**Directions:**
Render the lines of the listing below as a JSON list of strings, from the line containing "Excuse me, can you point out where the grassy slope" up to and including the line containing "[255,180,261,189]". Use one string per line and omit any blank lines.

— START OF Data for processing —

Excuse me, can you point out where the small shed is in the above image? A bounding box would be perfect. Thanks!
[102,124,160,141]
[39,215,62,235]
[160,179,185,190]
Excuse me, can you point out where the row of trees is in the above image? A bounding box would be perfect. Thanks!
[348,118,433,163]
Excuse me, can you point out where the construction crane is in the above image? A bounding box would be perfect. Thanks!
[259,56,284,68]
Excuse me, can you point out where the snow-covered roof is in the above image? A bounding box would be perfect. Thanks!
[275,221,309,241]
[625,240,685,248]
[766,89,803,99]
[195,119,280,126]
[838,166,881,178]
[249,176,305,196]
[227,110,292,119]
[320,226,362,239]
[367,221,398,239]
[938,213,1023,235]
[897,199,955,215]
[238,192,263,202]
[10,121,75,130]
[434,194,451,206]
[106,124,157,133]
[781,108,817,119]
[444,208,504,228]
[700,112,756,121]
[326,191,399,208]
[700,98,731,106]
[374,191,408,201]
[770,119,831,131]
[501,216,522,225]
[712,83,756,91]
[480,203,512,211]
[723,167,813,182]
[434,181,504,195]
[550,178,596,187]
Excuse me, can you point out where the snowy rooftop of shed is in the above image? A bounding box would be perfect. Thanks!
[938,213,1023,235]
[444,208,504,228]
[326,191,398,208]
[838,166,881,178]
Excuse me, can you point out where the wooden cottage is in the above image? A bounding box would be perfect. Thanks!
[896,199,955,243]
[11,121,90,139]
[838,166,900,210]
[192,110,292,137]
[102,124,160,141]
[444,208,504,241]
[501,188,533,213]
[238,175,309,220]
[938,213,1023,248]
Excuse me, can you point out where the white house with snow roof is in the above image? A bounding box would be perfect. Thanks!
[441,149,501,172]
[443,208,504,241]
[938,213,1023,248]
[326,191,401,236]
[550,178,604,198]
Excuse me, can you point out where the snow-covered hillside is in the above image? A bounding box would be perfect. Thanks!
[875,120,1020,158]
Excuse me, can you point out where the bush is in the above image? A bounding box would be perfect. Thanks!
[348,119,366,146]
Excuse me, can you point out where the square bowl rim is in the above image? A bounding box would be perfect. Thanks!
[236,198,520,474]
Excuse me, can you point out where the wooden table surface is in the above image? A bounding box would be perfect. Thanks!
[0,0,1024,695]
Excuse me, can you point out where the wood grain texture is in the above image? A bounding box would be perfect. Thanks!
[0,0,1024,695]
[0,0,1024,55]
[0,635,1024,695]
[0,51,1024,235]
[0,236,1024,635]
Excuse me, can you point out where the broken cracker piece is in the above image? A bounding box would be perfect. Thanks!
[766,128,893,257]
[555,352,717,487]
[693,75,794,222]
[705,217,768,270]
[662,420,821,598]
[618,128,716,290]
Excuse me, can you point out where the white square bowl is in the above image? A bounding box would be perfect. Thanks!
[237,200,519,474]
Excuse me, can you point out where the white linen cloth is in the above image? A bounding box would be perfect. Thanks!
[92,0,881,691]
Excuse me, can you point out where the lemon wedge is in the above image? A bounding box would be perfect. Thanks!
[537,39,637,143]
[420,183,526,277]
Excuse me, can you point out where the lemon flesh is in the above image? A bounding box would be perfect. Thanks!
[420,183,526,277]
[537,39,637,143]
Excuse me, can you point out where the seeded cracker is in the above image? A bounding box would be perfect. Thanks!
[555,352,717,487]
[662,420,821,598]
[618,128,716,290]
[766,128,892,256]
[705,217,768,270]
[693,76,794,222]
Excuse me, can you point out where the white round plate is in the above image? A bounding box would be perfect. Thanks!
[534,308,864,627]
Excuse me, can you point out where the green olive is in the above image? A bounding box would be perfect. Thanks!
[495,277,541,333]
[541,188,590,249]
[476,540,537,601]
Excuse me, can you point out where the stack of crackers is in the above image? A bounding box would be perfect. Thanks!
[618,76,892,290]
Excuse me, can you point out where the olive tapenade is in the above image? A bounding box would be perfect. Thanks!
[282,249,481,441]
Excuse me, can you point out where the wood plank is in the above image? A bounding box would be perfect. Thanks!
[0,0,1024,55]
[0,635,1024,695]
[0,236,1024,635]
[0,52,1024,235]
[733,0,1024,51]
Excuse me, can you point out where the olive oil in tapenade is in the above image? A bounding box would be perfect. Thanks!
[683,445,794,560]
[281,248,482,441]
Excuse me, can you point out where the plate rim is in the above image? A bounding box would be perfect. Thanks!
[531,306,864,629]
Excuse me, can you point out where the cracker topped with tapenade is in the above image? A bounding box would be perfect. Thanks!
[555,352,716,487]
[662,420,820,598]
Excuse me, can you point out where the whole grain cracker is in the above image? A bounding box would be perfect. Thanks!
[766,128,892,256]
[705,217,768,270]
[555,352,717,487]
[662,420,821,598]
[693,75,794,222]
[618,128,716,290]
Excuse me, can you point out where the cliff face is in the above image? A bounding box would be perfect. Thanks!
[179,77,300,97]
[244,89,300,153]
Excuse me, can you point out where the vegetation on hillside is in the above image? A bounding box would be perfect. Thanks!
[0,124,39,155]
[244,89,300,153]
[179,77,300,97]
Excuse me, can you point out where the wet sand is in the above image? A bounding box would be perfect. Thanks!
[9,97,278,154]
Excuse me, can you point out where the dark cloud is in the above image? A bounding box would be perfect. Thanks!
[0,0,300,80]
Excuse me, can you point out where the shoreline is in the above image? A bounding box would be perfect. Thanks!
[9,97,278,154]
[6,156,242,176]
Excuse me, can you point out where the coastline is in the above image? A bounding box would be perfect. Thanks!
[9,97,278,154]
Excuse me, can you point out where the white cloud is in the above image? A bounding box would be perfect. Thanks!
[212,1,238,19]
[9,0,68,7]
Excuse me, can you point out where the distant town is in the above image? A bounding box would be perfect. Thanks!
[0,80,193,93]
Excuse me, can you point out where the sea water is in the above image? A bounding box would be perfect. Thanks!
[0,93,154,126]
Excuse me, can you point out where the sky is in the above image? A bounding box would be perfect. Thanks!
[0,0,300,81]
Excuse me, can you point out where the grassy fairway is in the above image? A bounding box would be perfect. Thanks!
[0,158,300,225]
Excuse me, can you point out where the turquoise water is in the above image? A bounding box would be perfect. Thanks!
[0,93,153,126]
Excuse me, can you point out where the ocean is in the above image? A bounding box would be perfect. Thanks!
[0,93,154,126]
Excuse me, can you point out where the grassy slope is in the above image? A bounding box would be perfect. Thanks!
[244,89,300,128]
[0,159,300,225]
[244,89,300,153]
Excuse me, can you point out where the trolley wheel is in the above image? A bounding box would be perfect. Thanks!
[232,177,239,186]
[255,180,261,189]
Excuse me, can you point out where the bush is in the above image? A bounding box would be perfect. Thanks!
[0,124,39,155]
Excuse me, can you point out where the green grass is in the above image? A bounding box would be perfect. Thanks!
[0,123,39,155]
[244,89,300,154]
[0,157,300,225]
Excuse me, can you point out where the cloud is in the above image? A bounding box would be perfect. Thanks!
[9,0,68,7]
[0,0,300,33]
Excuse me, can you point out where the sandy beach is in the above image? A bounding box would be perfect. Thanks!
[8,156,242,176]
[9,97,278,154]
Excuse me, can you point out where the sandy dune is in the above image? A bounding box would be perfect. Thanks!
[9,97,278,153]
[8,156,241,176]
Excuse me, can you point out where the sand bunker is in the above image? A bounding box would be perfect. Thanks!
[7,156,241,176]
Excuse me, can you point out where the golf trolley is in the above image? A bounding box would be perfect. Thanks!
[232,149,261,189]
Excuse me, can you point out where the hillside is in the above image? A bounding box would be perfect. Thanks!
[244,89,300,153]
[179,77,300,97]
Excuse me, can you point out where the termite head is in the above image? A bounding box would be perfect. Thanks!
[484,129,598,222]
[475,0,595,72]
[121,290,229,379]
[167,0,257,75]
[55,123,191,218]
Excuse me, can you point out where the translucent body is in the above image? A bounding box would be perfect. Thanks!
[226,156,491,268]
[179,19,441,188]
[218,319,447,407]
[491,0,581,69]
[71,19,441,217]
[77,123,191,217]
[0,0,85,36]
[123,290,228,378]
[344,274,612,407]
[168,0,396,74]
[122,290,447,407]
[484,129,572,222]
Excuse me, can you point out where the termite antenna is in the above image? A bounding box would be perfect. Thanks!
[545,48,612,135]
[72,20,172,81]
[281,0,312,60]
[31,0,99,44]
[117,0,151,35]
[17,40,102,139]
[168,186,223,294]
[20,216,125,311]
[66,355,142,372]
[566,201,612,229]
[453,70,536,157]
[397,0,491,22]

— END OF Data for processing —

**Task answer:**
[
  "Excuse me, can you point out where the grassy slope is in the above image? A bounding box would be perfect. Thanks!",
  "[244,89,300,128]",
  "[0,159,300,225]",
  "[244,89,300,153]",
  "Excuse me, can you point out where the trolley wheel is in the above image? A bounding box would be perfect. Thanks!",
  "[232,177,239,186]",
  "[255,180,261,189]"
]